→ **Your goal**
From the lines below, keep only those that contain the word "human", and copy each one unchanged.

→ **Data lines**
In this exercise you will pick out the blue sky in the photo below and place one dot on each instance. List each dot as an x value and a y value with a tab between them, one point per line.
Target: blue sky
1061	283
* * *
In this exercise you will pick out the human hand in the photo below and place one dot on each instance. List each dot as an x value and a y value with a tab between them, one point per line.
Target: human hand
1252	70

→ **Solution to this exercise**
In this exercise you will pick out the human hand in the photo below and place one dot on each instance. List each dot as an x value and a y value with a tab between them, one point per line.
Target: human hand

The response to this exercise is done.